» **EXCERTO DO DOCUMENTO**:
☆ ☆ ☆ ☆

Nos termos do art. 75.º, do D. L. 433/82 de 27 de Outubro, este Tribunal conhece apenas da matéria de direito.
O recurso carece de fundamentos legais que o sustentem, face à matéria de facto dada necessariamente como assente, devendo por isso ser rejeitado por ser manifesta a sua improcedência, nos termos do art. 420.º, do CPP
Se não vejamos.
A factualidade dada como assente não deixa dúvidas de que integra os elementos constitutivos de contra-ordenação grave de excesso de velocidade pela qual o arguido foi condenado, como reincidente.
Não tendo sido identificado o condutor, pelo agente de autoridade, no momento da infracção, foi levantado auto de contra-ordenação ao arguido, enquanto titular do documento de identificação do veículo, nos termos do art. 171.º, n.º 2, do Código da Estrada (doravante designado por CE), pela infracção aos artigos 27.º, n.º 1 e 2, al. a) – 2.º 138.º e 145.º, al. c) e 147.º, n.º 1 e 2, do mesmo diploma legal, por circular à velocidade de 73 Km/hora, na localidade de Tentúgal, Montemor-o-Velho, onde a velocidade máxima permitida era de 50 Km/hora.
Da notificação consta expressamente que no caso do arguido desejar impugnar a autuação deveria apresentar, no prazo de 15 dias, defesa escrita dirigida ao Director Geral de Viação e entregue na correspondente Delegação Distrital de Viação, podendo arrolar testemunhas, até ao limite de três, bem como juntar meios de prova.
Informa o disposto no art. 171.º, n.º 3, do CE o seguinte:
«Se, no prazo concedido para a defesa, o titular do documento de identificação do veículo identificar, com todos os elementos constantes do n.º 1, pessoa distinta como autora da contra-ordenação, o processo é suspenso, sendo instaurado novo processo contra a pessoa identificada como infractora».
E comina ainda a lei no art. 171.º, n.º 4, do CE:
«O processo referido no n.º 2 será arquivado quando se comprove que outra pessoa praticou a contra-ordenação ou houve utilização abusiva do veículo».
Das normas atrás referidas concluímos que, encontrando-se o veículo em circulação no momento da contra-ordenação, se presume a responsabilidade do titular do documento de identificação do veículo, isto é, uma presunção juris tantum que apenas pode ser ilidida quando se provar a utilização abusiva do veículo ou for identificado um terceiro no prazo legal.
Ora, sobre o arguido, enquanto titular do documento de identificação do veículo, recai o dever de identificação do condutor e não sobre o terceiro.
Porém, este dever imposto legalmente deve ser cumprido no prazo concedido para a defesa, não sendo possível afastar a presunção uma vez decorrido aquele prazo, sob pena de não ter qualquer utilidade o disposto no art. 171.º, do CE.

☆ ☆ ☆ ☆

» **DADOS DISPONÍVEIS**:
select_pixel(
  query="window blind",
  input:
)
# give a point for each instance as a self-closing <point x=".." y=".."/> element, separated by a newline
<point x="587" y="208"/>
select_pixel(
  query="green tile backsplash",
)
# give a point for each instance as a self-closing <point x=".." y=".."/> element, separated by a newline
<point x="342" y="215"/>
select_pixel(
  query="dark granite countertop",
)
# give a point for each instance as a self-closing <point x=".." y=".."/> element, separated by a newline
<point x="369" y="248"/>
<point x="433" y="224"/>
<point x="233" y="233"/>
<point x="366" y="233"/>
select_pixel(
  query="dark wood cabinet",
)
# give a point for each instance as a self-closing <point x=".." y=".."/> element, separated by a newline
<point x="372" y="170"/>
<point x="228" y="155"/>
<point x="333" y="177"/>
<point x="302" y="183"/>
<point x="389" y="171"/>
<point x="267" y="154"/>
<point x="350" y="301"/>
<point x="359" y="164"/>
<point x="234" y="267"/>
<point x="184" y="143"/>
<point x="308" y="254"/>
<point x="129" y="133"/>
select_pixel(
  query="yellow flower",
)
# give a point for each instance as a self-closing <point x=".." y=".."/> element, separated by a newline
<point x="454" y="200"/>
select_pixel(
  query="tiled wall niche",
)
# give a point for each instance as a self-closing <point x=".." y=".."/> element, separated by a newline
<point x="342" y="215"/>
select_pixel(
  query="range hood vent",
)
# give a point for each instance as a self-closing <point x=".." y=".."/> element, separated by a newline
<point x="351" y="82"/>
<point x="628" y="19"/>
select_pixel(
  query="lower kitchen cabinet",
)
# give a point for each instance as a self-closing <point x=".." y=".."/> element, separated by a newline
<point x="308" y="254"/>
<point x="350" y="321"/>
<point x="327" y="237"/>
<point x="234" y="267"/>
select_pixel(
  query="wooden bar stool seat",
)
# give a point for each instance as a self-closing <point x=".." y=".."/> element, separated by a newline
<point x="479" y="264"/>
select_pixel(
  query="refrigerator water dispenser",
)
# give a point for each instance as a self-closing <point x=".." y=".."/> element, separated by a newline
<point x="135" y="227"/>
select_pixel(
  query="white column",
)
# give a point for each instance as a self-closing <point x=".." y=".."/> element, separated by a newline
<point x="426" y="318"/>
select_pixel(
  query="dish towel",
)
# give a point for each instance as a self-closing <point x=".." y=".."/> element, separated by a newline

☆ ☆ ☆ ☆

» **O QUE FAZER**:
(A) Conta as linhas dos registos que contêm a palavra "dark" e indica somente esse número.
(B) Por favor, prossegue o excerto sobre o recurso da contraordenação por excesso de velocidade, escrevendo o que vem a seguir à última frase apresentada.

» **RESPOSTAS DADAS**:
(A) 2

(B)
E compreende-se que assim seja, pois as sanções contra-ordenacionais não constituem penas, mas medidas sancionatórias de carácter não penal, não repugnando que possam recair sobre quem não cometeu o facto ilícito típico, mas sobre quem, em determinadas circunstâncias, o podia e devia evitar.
No caso dos autos, verifica-se que o arguido/recorrente foi devidamente notificado e advertido de que poderia identificar pessoa distinta como autora da contra­ ordenação, no prazo concedido para a defesa, devendo-o fazer junto da Delegação Distrital de Viação de Coimbra, e que, não obstante, o arguido não se dirigiu àquela entidade a fim de identificar outra pessoa como o autor da infracção.
Foram assim assegurados ao arguido os direitos de audiência e de defesa em contra-ordenação constitucionalmente assegurados no art. 32.º, n.º 10. da Constituição da República Portuguesa.
Foi-lhe dada a oportunidade para o fazer e se o arguido não exerceu tal direito foi porque não quis.
Naquele prazo o arguido limitou-se a pagar a coima voluntariamente, conforme consta de fls. 13.
Reagiu posteriormente à notificação da decisão administrativa que o considerou autor da contra-ordenação e lhe aplicou a sanção inibição de conduzir pelo período de 60 dias, fazendo uso do recurso de impugnação com o único fundamento de que a condutora era sua esposa B....
Questiona-se a boa-fé do recorrente nestes autos, pois se não praticou a contra-ordenação não tinha que pagar a coima como afirma no artigo 3.º, do recurso de impugnação judicial a fls. 19, além de que, atentas as circunstâncias em que os factos ocorreram não lhe seria difícil saber quem conduzia o veículo.
Ora, não tendo identificado o condutor no prazo que lhe foi concedido, não pode agora o recorrente vir discutir a autoria da prática da contra-ordenação, e, assim sendo não havendo outro fundamento do recurso interposto tem de necessariamente de ser rejeitado por manifesta improcedência.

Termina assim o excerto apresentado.